Start of DOCUMENT EXTRACT

Before you cast your hugely important vote on Tuesday, November 2, 2010, reflect upon the past ten years. Are you more financially secure? Do you have more career options? Are your children getting a better education? Is your healthcare better? Are your parents safer?
If you are significantly better off than you were ten years ago, cast your vote for one of the two leading candidates. However, if your not better off today than you were 10 years ago, if your future doesn’t look brighter, then vote for me, Dan Feliciano, Independent candidate for Governor of Vermont.

Tuesday, October 05, 2010

After debate comments

Some people at the debate were surprised by comments that most strategies are poorly executed and unsustainable. Others couldn't understand my maniacal focus on cost reduction and execution. Our problems stem from spending. Spending drives the need for taxes. High taxes stifle economic growth.

End of DOCUMENT EXTRACT
Start of RECORDS SUPPLIED

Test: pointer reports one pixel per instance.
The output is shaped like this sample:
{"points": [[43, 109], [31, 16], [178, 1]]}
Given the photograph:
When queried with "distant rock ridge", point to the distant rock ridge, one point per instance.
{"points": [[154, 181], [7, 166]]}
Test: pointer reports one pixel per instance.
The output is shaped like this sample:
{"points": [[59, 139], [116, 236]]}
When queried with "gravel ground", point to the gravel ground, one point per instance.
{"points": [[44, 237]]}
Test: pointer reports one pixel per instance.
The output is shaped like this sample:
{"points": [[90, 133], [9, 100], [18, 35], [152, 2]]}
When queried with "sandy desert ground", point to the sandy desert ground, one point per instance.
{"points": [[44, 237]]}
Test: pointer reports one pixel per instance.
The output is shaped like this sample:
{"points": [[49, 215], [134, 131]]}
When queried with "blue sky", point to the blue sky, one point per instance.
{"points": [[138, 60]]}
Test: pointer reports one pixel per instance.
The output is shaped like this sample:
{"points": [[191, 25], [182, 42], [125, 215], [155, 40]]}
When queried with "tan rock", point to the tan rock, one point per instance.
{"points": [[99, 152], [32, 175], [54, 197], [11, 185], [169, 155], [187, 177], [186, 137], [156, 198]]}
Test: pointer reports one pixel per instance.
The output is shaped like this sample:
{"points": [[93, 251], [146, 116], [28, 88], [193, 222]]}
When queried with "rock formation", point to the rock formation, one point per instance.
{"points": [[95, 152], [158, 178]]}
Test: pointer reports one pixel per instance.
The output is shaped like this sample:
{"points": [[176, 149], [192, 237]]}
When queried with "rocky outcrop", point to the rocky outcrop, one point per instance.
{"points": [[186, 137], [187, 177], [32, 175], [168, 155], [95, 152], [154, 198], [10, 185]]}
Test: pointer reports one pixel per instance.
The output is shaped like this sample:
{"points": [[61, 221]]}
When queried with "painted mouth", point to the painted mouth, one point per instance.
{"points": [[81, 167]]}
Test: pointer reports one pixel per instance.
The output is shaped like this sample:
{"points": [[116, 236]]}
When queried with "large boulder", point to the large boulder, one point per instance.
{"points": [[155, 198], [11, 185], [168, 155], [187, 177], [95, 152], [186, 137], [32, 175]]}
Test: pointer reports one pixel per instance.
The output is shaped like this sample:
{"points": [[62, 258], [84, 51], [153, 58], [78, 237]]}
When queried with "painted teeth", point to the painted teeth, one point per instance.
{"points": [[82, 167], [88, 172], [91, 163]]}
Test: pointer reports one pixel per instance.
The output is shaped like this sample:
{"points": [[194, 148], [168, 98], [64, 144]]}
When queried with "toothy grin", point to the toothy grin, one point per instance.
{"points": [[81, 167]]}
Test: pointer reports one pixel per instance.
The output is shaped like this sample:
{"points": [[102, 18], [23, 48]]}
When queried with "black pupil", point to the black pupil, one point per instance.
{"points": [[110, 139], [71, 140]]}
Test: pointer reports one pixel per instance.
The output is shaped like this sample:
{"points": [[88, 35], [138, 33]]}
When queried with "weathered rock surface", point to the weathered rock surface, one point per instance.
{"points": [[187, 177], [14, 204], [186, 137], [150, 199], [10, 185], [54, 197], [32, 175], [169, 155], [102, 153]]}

End of RECORDS SUPPLIED

*EXERCISE REQUIREMENTS*.
1. In the campaign post, what office is Dan Feliciano running for?
2. Translate this sentence from the campaign post into Spanish: "High taxes stifle economic growth."
3. Extend the campaign post, picking up after its final sentence.
The records come from a different source than the campaign post.

*PER-TASK ANSWERS*.
1. Governor of Vermont, as an Independent candidate.

2. Los impuestos altos frenan el crecimiento económico.

3.
"If we don't control the State's spending, the State's spending will Control us."

I can't immediately cut taxes and "hope" that businesses will in turn hire employees and crank up production. Also, by cutting taxes and holding all else constant, increases the nearer term deficit. A better option is to provide business coaching and mentoring to businesses to improve their longer term probability of success and growth.